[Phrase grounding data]
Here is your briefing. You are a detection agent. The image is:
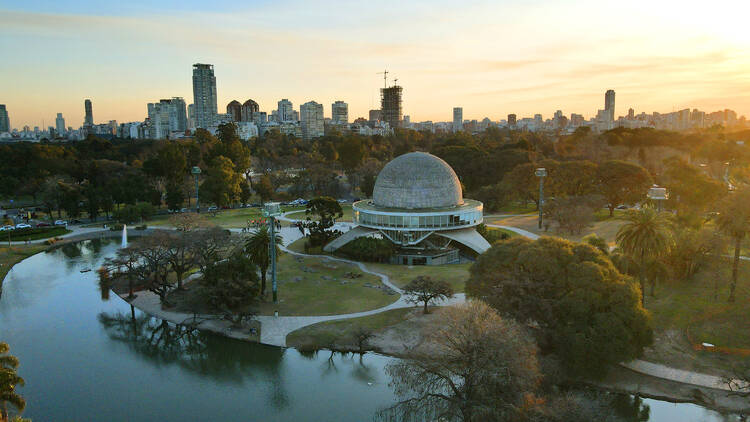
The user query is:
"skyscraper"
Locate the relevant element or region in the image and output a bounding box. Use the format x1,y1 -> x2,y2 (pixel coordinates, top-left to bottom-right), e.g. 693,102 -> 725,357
453,107 -> 463,132
226,100 -> 242,122
0,105 -> 9,133
605,89 -> 615,122
55,113 -> 66,136
84,99 -> 93,127
277,99 -> 294,122
380,84 -> 403,129
331,101 -> 348,126
300,101 -> 324,140
192,63 -> 218,129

[Task item] Repeat the records above word for word. Pictures stay out of the copy.

[Written response]
Here is your briefing. You are a detection agent. The image is:
The user query is:
"skyscraper"
Locate the relevant element or region in the image and output a bounding box. Use the format x1,y1 -> x2,y2 (pixel coordinates, top-left to bottom-right), e.g. 693,102 -> 725,357
453,107 -> 463,132
226,100 -> 242,122
0,105 -> 9,133
605,89 -> 615,122
55,113 -> 66,136
84,99 -> 93,127
277,99 -> 294,122
380,84 -> 403,129
331,101 -> 348,126
300,101 -> 324,140
192,63 -> 218,129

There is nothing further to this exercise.